[Labeled-object pointing entries]

- - -

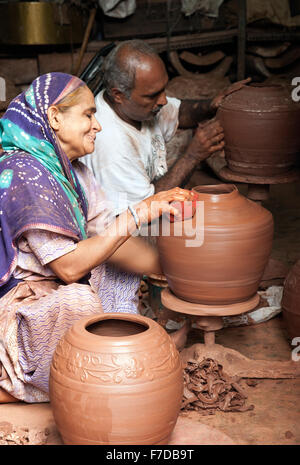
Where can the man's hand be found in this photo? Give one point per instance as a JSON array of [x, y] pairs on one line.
[[207, 140], [216, 102]]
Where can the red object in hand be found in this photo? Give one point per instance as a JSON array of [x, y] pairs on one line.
[[187, 208]]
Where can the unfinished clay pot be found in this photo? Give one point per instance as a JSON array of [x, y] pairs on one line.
[[227, 266], [116, 379], [291, 301], [261, 128]]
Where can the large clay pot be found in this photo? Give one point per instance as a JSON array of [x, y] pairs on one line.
[[228, 266], [116, 379], [261, 128], [291, 301]]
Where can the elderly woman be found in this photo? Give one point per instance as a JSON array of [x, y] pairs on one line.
[[60, 256]]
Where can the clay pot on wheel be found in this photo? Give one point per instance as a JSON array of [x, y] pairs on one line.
[[116, 379], [228, 265], [261, 128], [291, 301]]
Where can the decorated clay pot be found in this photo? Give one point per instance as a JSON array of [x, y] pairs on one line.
[[261, 128], [291, 301], [221, 253], [116, 379]]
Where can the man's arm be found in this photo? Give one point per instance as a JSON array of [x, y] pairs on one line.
[[208, 139]]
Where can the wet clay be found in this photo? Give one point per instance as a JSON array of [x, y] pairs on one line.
[[116, 379], [227, 267], [291, 301], [261, 128]]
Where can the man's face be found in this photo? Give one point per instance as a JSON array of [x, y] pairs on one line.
[[148, 95]]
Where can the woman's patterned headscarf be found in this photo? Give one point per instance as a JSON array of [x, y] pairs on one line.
[[38, 187]]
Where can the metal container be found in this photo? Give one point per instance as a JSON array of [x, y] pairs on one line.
[[40, 23]]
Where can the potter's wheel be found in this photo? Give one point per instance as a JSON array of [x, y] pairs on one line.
[[209, 318]]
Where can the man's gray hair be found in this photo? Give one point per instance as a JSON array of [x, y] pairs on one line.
[[120, 65]]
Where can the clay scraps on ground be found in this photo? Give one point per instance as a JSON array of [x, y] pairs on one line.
[[208, 389]]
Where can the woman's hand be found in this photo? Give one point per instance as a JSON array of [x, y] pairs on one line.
[[153, 207]]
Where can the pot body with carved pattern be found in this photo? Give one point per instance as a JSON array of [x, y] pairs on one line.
[[116, 379]]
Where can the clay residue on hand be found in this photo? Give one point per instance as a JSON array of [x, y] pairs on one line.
[[207, 389]]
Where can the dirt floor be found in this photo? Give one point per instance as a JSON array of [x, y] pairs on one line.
[[275, 418]]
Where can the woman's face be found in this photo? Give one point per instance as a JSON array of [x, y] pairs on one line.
[[76, 128]]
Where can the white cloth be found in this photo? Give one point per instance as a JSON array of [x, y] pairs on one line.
[[126, 160]]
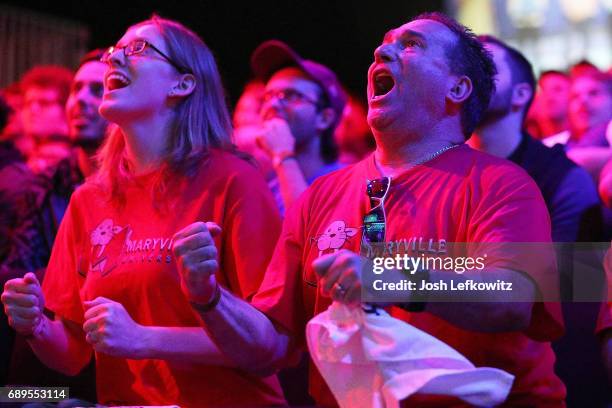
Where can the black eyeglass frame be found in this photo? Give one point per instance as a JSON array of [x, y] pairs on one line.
[[110, 50], [375, 220]]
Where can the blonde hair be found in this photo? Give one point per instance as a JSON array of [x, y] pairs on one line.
[[202, 120]]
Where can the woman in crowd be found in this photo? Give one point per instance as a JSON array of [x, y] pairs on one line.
[[172, 205]]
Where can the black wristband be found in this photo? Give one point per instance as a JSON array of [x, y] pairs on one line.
[[211, 304], [418, 298]]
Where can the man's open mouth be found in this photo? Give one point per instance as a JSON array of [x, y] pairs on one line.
[[383, 83], [116, 80]]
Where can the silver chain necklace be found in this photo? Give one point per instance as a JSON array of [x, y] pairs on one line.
[[434, 155]]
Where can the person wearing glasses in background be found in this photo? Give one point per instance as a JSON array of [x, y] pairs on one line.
[[171, 205], [302, 106], [55, 187], [428, 87]]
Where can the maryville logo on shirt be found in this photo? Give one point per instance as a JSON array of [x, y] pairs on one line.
[[334, 237], [337, 234], [112, 245], [104, 246]]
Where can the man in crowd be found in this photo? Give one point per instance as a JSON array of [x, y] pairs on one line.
[[568, 190], [302, 105], [45, 90], [428, 87], [86, 129], [551, 104], [571, 198], [21, 245]]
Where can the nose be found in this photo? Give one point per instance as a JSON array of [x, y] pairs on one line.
[[116, 57], [384, 53]]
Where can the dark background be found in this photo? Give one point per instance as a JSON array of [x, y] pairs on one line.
[[338, 33]]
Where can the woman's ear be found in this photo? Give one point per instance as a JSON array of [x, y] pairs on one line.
[[184, 87]]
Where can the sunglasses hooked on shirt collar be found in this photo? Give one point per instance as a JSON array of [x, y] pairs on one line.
[[374, 222]]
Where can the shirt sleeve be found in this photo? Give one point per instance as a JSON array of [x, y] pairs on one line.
[[512, 226], [250, 231], [64, 276]]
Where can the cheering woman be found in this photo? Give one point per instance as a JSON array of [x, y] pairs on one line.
[[172, 222]]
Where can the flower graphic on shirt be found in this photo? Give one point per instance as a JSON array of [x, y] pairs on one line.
[[103, 234], [334, 237], [100, 238]]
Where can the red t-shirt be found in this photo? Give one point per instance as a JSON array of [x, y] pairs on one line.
[[125, 255], [461, 196]]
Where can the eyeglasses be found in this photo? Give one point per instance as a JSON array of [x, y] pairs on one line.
[[136, 47], [374, 222], [287, 96]]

- - -

What the task requires: All the lines above are to be given again exactly as they read, with the pictures removed.

Solution to the problem:
Where can the man's hand be found in this photo? Give one point per instance as a JSON array of [x, y] pairs on one line.
[[207, 140], [216, 102]]
Where can the red object in hand be found in this photo? Give one point per instance as a JSON array of [x, y] pairs on one line.
[[187, 208]]
Where can the unfinished clay pot be found in this photo? Give one point per instance as a JSON array of [x, y] pairs on one line.
[[227, 266], [116, 379], [291, 301], [261, 128]]
Where can the large clay pot be found in this photo? Give one point per instance as a JSON array of [x, y] pairs on one line.
[[228, 266], [116, 379], [261, 128], [291, 301]]
Where can the elderly woman be found in this photo? Give one point per instance as a JSON array of [x, y] pairs on one line.
[[60, 256]]
Where can the clay pot on wheel be found in this photo? Give one point per instance as a JSON array of [x, y] pairs on one line.
[[116, 379], [228, 265], [261, 128], [291, 301]]
Where can the decorated clay pot be found in this photo? Give one point per instance as a JSON array of [x, y] pairs on one line.
[[261, 128], [291, 301], [221, 253], [116, 379]]
Where can the man's arm be found in this photo? Give one point per instance as a JSON array of [x, y] pairs on one line.
[[208, 139]]
Where can the wet clay be found in this photo? Give one point per instance as a JSON array of [x, y] pairs on one line.
[[116, 379], [227, 267], [291, 301], [261, 128]]
Where can the man's face be found in this photo? Give one point per instance as a JSON array of [x, y] pairs on one line.
[[148, 95]]
Where can the woman's patterned headscarf be found in this photo? Give one point per instance as a JSON array of [x, y] pairs on one line.
[[38, 187]]
Where can the metal container be found in this photo? Give one point per instance as a JSON array of [x, y] pairs on one line.
[[40, 23]]
Where can the potter's wheel be found in this photo? Give one point per instance as a JSON array of [x, y] pairs on one line.
[[209, 318]]
Where can the man's gray hair be found in this photo? Give one point per instance as a JSON array of [x, y] pairs on one line.
[[120, 65]]
Where can the clay scraps on ground be found in this photo? Give one point per instance as a JSON array of [x, y] pairs on one line.
[[208, 389]]
Where can the woman's hand be found in this photo? Give one point per instance as a JSON array of [x, y] pairs on one line.
[[153, 207]]
Where can the pot body with carved pattern be found in this photo? Give one point per instance as a JSON array of [x, y] pairs on one line.
[[116, 379]]
Where can the clay residue on hand be found in this photo? Give one point per instance as a JSON array of [x, y] pairs on one line.
[[207, 389]]
Where can the dirt floor be found in this photo? Give one point per instance as a JSON array of [x, y] pairs on one line.
[[275, 418]]
Where can the woman's face be found in this photo? Give one point per instance as a JSON array of [x, y] pairs on one line.
[[76, 128]]
Where can the white cloth be found in this photo? Give one point per instance as a JSON array of [x, y] pairs on one line.
[[126, 160]]
Where can the black eyeglass frame be found in this photo? Give one point per instance as a JSON array of [x, y] pairs on one line.
[[110, 50], [375, 220]]
Where can the blonde hair be found in this photo? Give one point per instance as a JSON array of [x, y] pairs on one line.
[[202, 120]]
Where can the woman in crowd be found in this photo? Give one point per instance as a JSON array of [x, y] pairs on one line.
[[172, 205]]
Where can the black wristband be found in this photo? Give one point per instance as a JSON array of [x, y] pairs on one line.
[[211, 304], [418, 298]]
Where can the man's open mouth be found in this photo? Give one point per instance as a JSON array of [x, y] pairs on one line.
[[383, 83], [116, 80]]
Where can the silver chain necklace be found in this photo? Give one point per instance as a JSON array of [x, y] pairs on one line.
[[434, 155]]
Where can the person wearing glasses in background be found in this photo? Give one point per instance as a JSON array of [x, y] pairs on one line.
[[171, 205], [302, 106], [55, 187], [428, 87]]
Where can the maryville logo on shirt be found in this photo? Give one point per instance as a JSON array of [x, y] pairs on one line.
[[334, 237], [337, 234], [112, 245], [104, 246]]
Where can the man in crowd be found in this photo? Give one point per instance as a JSON array of [x, y] pairs on one line.
[[568, 190], [302, 105], [45, 90], [428, 87], [86, 129], [551, 104], [571, 198], [21, 245]]
Where can the nose be found in this photo? Give one point per instance as a JSON array of [x, y] pairs on one line.
[[116, 57], [384, 53]]
Where can the dark background be found in this photo? Give one point per instance as a JSON array of [x, y] pairs on one line.
[[338, 33]]
Where can the woman's ear be found in this photo? Give one point per instance as a JSON array of [x, y] pairs on one line.
[[184, 87]]
Where can the sunglasses hooked on shirt collar be found in this photo? Give one point per instance as a JSON array of [x, y] pairs on one line.
[[374, 222]]
Where can the shirt sleeve be found in this photo? Give one point per instance as a JSON array of [x, y] pairs on one line.
[[512, 226], [250, 231], [64, 276]]
Where can the cheering woman be found in this photo? Give one point per instance as a JSON array of [x, y] pairs on one line.
[[172, 222]]
Where can the flower graphic on shirt be found in this photo? Give one point per instance as a JSON array of [x, y] pairs on one line.
[[103, 234], [334, 237], [100, 238]]
Where can the red t-shirt be found in this photo? Give one point per instance as a JSON array of [x, y] pairs on one line.
[[125, 255], [461, 196]]
Where can the eyeglasses be found in this photo? Give one point per instance as a JSON array of [x, y] pairs on one line.
[[136, 47], [374, 222], [287, 96]]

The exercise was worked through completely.